_What is asked_:
Render the lines below as a numbered list, omitting any blank lines.

** BEGIN Raw data **

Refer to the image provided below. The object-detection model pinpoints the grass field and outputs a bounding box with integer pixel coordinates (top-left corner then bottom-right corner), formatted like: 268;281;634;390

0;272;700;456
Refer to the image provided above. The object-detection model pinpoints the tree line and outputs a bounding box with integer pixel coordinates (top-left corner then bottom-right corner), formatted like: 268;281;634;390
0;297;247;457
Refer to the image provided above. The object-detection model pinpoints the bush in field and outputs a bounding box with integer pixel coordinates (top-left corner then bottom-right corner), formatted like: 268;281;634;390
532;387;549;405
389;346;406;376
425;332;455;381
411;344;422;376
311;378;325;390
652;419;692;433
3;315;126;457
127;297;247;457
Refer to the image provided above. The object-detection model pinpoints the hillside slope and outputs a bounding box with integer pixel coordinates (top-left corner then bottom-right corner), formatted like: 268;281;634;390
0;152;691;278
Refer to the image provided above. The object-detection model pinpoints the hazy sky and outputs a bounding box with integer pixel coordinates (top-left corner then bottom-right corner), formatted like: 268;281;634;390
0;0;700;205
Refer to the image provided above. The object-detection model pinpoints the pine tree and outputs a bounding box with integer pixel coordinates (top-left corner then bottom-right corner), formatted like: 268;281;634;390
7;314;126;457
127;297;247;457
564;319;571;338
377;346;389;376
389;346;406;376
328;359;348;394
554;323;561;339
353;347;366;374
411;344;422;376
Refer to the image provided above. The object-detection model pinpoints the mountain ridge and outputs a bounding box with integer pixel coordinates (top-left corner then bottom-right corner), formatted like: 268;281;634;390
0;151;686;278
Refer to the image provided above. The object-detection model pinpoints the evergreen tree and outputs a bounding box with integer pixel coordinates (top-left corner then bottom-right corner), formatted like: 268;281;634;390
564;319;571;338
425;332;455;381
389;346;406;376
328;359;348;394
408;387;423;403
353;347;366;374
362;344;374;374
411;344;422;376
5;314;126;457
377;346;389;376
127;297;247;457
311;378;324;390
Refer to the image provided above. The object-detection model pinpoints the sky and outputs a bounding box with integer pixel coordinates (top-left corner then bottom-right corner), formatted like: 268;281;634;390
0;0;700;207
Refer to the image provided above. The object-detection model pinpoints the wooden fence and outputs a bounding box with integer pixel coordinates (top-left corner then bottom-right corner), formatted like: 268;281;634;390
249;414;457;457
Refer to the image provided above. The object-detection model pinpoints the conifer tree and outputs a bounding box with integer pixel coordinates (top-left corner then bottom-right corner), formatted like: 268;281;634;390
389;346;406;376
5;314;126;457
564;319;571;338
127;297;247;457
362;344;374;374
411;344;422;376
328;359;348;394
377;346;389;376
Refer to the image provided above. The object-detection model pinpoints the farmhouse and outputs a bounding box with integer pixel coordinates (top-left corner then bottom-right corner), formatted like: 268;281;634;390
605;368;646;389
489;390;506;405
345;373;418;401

** END Raw data **

_Completed exercise_:
1. Refer to the image provided below. The object-detection model pinpoints the grass field and outputs a bounding box with integer pixel coordinates (top-left corner then bottom-right corner), formatted like: 268;281;634;390
2. 0;272;700;456
3. Refer to the image provided above. The object-detection model pinpoints the tree line and outputs a bounding box with integer pixel coordinates (top-left corner then bottom-right corner), formatted like: 268;281;634;390
4. 0;297;247;457
5. Refer to the image provided above. The object-detection model pinpoints the bush in field and outputs a bounding box with integer pixel coordinates (top-left corner then bottom-right corner), formatted like: 268;281;634;390
6. 532;387;549;405
7. 389;346;406;376
8. 425;332;455;381
9. 411;344;422;376
10. 311;378;325;390
11. 652;419;692;433
12. 3;315;126;457
13. 127;297;247;457
14. Refer to the image provided above. The object-detection model pinpoints the hillside slope and outputs a bounding box with integer pixel coordinates (top-left corner then bottom-right corner), formatted like: 268;281;634;390
15. 0;152;691;278
16. Refer to the image provided above. The object-detection model pinpoints the hazy sky and outputs a bounding box with integer pixel coordinates (top-left corner then bottom-right corner), formatted like: 268;281;634;390
17. 0;0;700;205
18. Refer to the image provided above. The object-detection model pinpoints the pine tree and outputs a bounding box with integer pixel coordinates (top-left corner then bottom-right corner), formatted like: 268;281;634;390
19. 7;314;126;457
20. 127;297;247;457
21. 564;319;571;338
22. 377;346;389;376
23. 389;346;406;376
24. 328;359;348;394
25. 554;323;561;339
26. 353;347;366;374
27. 411;344;422;376
28. Refer to the image provided above. The object-detection model pinpoints the mountain ridge and outputs a bounding box with integer pixel coordinates (top-left corner then bottom-right corner), formatted like: 268;281;634;390
29. 0;151;686;278
30. Refer to the image provided above. The object-detection model pinpoints the evergreen tree and outputs a bounding box with integer pixel coordinates (top-left corner then bottom-right corner), formatted like: 268;281;634;390
31. 564;319;571;338
32. 425;332;455;381
33. 389;346;406;376
34. 328;359;348;394
35. 408;387;423;403
36. 353;347;366;374
37. 362;344;374;374
38. 411;344;422;376
39. 5;314;126;457
40. 377;346;389;376
41. 127;297;247;457
42. 311;378;324;390
43. Refer to the image provided above. The object-detection model pinpoints the sky and outputs a bounding box with integer pixel coordinates (top-left corner then bottom-right corner), formatted like: 268;281;634;390
44. 0;0;700;207
45. Refer to the image provided above. The object-detection model pinpoints the wooden fence and outputs a bounding box with integer pixel coordinates (top-left corner then bottom-right corner), formatted like: 268;281;634;390
46. 249;414;457;457
47. Refer to the image provided above. The object-detection model pinpoints the conifer tree and outputs a bounding box with integer pixel coordinates (top-left corner then bottom-right corner), formatted like: 268;281;634;390
48. 389;346;406;376
49. 5;314;126;457
50. 564;319;571;338
51. 127;297;247;457
52. 362;344;374;374
53. 411;344;422;376
54. 328;359;348;394
55. 377;346;389;376
56. Refer to the image provided above. The object-detection model pinpoints the farmhouse and outputs a bounding box with integer pixel coordinates (top-left corner then bottom-right corner), formatted like: 268;281;634;390
57. 605;368;646;389
58. 489;390;506;405
59. 345;373;418;401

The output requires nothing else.